[Excerpts of pointing data]
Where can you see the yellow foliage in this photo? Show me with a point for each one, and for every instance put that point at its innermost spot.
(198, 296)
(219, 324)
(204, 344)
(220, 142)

### TASK TO COMPLETE
Rewrite every line of the listing above, requests included, scaling each coordinate in the answers by 0.25 and rounding to the nearest whole number, with halves rounded up.

### FULL OUTPUT
Where can you see the yellow foliage in this photo? Show me with a point for each one, and for every instance put that point at its innermost spot.
(50, 74)
(55, 81)
(51, 86)
(55, 36)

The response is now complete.